*Exercise details:* Produce a verbatim transcription of the records below, beginning at the line containing "Objective: a point on each instance of the wooden" and ending at the final line; include only those lines.

Stored data entries
- - - - - - -

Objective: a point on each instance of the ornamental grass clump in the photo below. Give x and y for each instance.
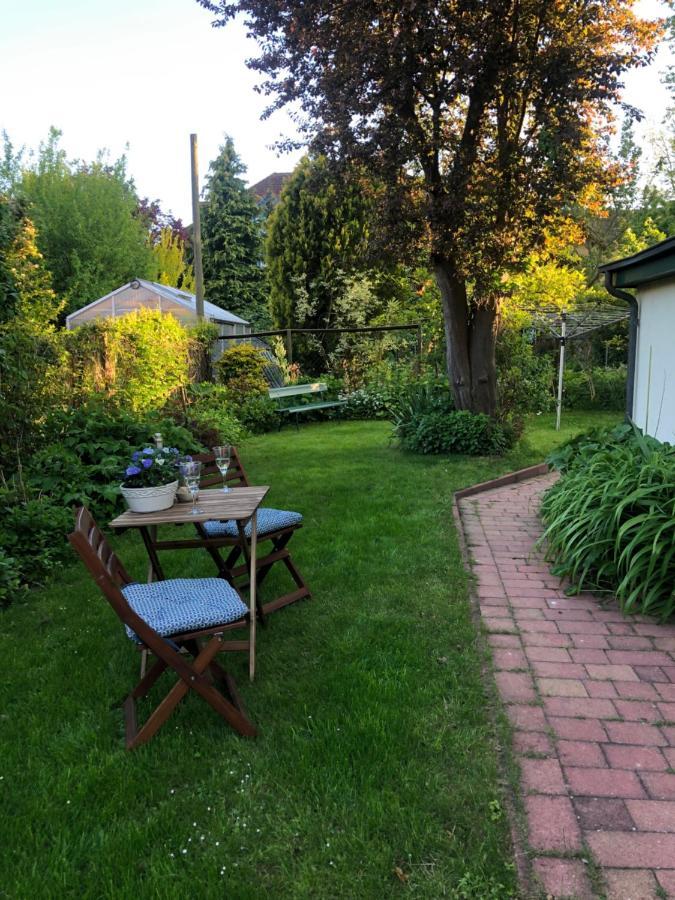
(610, 519)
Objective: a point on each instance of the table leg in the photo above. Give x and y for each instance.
(149, 539)
(149, 535)
(252, 591)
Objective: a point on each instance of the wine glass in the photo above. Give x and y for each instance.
(222, 456)
(191, 472)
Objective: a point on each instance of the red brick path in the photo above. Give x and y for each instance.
(591, 696)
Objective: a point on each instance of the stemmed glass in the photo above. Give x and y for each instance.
(191, 472)
(223, 456)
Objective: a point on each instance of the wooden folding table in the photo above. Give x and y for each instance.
(238, 504)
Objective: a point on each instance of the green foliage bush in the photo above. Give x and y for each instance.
(258, 414)
(525, 381)
(33, 535)
(610, 519)
(136, 361)
(87, 450)
(595, 388)
(211, 417)
(241, 367)
(368, 403)
(458, 431)
(32, 378)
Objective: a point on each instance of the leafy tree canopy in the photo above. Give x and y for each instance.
(232, 240)
(85, 216)
(483, 119)
(169, 261)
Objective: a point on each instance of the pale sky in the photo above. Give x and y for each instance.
(147, 73)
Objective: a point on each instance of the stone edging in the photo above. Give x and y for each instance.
(511, 478)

- - - - - - -

*Final result:*
Objective: a point on each instance of the wooden folding table in the photo above. Give x and y for each instance.
(238, 504)
Objective: a point on each instance of the green foliage bush in the photo above. Give x and y for each instance.
(258, 414)
(525, 381)
(33, 535)
(610, 519)
(136, 361)
(87, 450)
(595, 388)
(211, 417)
(241, 367)
(368, 403)
(458, 431)
(32, 378)
Objective: a point on each instance of the leafy tree canopy in the photo above. Give x and y for each instance.
(232, 240)
(85, 216)
(483, 119)
(169, 261)
Objective: a point on each instance of the pale sky in the photo above. Give x and y for each instance.
(147, 73)
Objective: a point on each instance of the stone edging in the photo above. Give x and y for each instance.
(511, 478)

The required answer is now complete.